* **To do**: What comes next in the passage on floodplain development and flood control? Write the text that follows its final sentence.

* **Excerpted passage**:
## START

If any floodplain is already urbanized even at small scales, then there is an inevitable demand from the local community for flood protection. Furthermore, past experience has shown that the engineering structures fail in many cases due to either insufficient calculation and construction or the record-breaking behavior of natural events, such as floods. Despite of the fact that a progressive shift in recent years toward more regulatory controls on floodplain development, it has been difficult to shake off the massive structural legacy even in modern societies. It is also sad to state that especially big cities undergoing economic recession are also prone to increased hazard since the local authorities are so desperate for investment that they are willing to attract floodplain development rather than no development at all. Unfortunately, in such conditions, even the prepared flood inundation maps cannot be salvages but at least they stand open to each individual, local, and central administrators, and consequently, such undesirable situations can be avoided to a great extend.

Smith (1992) gave the following three reasons for the circular link between flood control works and floodplain investment and encroachment:

1. 1.

   The greater the amount of floodplain development and the greater the existing investment, the greater the economic benefits to be obtained from flood control structures. Thus, flood protection schemes are more likely to be implemented on cost–benefit grounds.

2. 2.

   The cost–benefit ratio also weights in the favor of construction when land can be protected from risk and freed for development. The higher land values in the “protected” area then make further floodplain invasion more likely.

3. 3.

   Above all the real cost of protection (and encroachment) typically has not been born by the parties most directly involved.

One can view any cross section in a flood-prone area as consisting of three major parts including the no-construction, only flood-proofed construction, and proper construction zones as in Fig. 1.

## END

* **Data entries**:
## START

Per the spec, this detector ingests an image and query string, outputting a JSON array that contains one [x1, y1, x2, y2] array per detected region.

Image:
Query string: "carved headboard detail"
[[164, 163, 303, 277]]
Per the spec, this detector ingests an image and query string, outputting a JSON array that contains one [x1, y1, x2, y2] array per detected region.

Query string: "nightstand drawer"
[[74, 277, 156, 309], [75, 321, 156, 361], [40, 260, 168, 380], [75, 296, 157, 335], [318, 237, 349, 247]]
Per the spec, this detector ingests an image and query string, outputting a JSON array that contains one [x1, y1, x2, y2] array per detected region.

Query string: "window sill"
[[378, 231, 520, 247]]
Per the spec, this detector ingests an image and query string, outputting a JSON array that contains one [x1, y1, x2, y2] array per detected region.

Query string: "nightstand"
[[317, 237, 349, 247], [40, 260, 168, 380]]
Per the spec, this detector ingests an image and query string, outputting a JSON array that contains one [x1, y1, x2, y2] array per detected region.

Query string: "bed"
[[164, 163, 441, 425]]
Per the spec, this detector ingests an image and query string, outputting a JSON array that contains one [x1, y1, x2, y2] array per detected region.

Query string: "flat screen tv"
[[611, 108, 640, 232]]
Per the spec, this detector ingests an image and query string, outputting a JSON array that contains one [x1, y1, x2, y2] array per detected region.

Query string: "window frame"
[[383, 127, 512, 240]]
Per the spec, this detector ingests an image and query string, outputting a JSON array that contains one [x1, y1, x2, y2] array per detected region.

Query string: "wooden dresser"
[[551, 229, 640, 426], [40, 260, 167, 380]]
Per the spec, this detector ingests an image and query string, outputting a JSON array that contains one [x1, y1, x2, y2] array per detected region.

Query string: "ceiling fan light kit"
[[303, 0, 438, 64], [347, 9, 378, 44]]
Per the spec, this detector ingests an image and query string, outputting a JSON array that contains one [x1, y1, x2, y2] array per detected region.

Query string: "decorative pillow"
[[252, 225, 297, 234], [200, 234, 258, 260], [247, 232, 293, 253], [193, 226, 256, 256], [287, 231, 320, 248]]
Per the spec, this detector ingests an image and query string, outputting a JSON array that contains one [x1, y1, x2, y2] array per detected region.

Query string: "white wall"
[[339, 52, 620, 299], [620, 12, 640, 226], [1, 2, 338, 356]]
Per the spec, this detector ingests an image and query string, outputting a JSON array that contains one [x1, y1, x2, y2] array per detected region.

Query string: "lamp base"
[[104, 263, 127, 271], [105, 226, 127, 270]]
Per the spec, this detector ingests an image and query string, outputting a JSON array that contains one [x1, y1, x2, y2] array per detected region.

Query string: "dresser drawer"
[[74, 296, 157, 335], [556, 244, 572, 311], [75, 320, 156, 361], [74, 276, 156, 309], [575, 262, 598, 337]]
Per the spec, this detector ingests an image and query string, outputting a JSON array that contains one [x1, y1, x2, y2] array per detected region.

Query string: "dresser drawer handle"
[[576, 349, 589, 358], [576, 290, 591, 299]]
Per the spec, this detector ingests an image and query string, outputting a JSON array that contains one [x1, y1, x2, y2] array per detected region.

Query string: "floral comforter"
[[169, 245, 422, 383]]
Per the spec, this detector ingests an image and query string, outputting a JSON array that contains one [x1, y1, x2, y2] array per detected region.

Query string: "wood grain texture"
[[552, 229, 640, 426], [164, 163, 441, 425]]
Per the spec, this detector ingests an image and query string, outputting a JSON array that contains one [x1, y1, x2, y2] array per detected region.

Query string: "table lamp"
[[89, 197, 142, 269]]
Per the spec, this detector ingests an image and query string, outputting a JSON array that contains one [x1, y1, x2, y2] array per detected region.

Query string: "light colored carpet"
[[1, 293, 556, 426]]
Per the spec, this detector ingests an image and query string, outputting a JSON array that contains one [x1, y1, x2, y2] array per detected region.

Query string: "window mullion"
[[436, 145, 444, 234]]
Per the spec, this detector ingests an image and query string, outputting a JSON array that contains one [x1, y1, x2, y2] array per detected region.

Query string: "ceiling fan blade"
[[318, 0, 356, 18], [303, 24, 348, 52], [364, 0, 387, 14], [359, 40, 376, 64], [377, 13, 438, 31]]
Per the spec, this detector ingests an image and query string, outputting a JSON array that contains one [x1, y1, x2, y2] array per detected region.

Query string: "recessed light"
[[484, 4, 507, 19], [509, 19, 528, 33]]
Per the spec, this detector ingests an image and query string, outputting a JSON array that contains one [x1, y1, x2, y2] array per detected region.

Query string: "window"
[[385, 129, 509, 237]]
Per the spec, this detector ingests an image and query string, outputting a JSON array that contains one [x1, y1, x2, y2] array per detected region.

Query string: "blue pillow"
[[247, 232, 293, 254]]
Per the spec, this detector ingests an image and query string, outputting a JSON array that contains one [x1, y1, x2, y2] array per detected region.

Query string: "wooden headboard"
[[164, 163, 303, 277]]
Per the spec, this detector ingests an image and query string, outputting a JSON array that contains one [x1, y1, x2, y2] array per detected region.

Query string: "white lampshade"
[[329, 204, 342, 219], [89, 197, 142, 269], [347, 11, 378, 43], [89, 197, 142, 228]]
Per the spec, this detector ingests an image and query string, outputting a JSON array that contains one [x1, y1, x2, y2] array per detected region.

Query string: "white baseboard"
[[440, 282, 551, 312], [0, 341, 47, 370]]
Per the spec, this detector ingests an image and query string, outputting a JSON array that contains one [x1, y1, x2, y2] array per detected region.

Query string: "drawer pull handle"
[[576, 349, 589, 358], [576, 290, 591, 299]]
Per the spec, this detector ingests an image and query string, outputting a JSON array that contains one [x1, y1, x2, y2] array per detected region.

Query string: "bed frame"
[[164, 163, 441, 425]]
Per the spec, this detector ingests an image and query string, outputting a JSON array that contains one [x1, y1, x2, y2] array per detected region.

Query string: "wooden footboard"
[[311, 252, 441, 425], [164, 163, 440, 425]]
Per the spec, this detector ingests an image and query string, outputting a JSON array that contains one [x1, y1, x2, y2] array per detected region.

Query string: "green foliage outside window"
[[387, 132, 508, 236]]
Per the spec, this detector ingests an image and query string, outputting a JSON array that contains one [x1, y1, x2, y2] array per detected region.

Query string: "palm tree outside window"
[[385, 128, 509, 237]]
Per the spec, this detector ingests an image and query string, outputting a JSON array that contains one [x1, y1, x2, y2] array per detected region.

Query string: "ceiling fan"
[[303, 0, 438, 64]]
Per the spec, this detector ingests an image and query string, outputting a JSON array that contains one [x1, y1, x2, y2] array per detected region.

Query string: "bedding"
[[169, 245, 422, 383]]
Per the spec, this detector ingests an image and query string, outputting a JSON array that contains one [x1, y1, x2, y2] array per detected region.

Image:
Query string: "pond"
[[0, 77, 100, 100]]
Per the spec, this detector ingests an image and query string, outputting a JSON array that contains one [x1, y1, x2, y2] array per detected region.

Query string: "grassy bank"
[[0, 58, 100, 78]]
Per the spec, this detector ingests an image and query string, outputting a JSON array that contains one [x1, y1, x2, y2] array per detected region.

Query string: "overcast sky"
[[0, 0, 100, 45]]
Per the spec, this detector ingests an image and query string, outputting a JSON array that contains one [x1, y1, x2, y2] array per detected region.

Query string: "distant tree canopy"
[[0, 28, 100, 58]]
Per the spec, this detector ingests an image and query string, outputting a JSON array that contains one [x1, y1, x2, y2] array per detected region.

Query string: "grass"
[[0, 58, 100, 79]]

## END

* **Answer to this problem**:
Fig. 1

Schematic delimitation of hazard planning zones on a cross section

In this figure, ‘floodway’ term is used for 5 % annual probability which corresponds to 20-year level of probable flood water. Likewise, ‘floodplain’ is employed for 1 % annual probability corresponding to 100-year flood water level.

Study area

Wadis Hali and Yibah are located in the southwestern part of the Kingdom of Saudi Arabia, and they run toward the Red Sea coastal lands reaching the sea. They are included in the quadrangle area between the longitudes 18° N and 19° N and latitudes 40°30′ E and 42° E. The headwater area lies at about 2,000-m elevation above the mean sea level (m.s.l.) and extends toward the west (Fig. 2).

Fig. 2

Location map of the study area

High elevations are along with the Asir Escarpment (Sarawat mountains), which reaches more than 2,000 m above m.s.l. This region receives rainfall especially during winter period when the Mediterranean air masses penetrate the mid-western parts of the Kingdom, but due to the Red Sea trough, they penetrate further south and reach the study area. In spring months, the southwesterly monsoon air pattern penetrations also provide rainfall. Hence, the area is under these two frontal rainfall effects. However, due to the high elevations at the upstream locations, orographic rainfall occurrences may also take place.

Some flood estimation methods are based on theoretical considerations, whereas others are purely empirical. In general, flood discharge is a function of climatic and watershed characteristics. The main climatic variable is defined by the rainfall amount and its intensity, distribution, and duration, while the watershed features include the drainage area, density, shape, slope, main channel length, etc. The latter factors act as an operator to convert a time sequence of naturally occurring precipitation into a time sequence of runoff (Seyhan 1977). The rainfall–runoff relationship becomes even more complicated as the distribution of the vegetation; geological formations, soil condition, and spatial and temporal variation of climatic factors are considered.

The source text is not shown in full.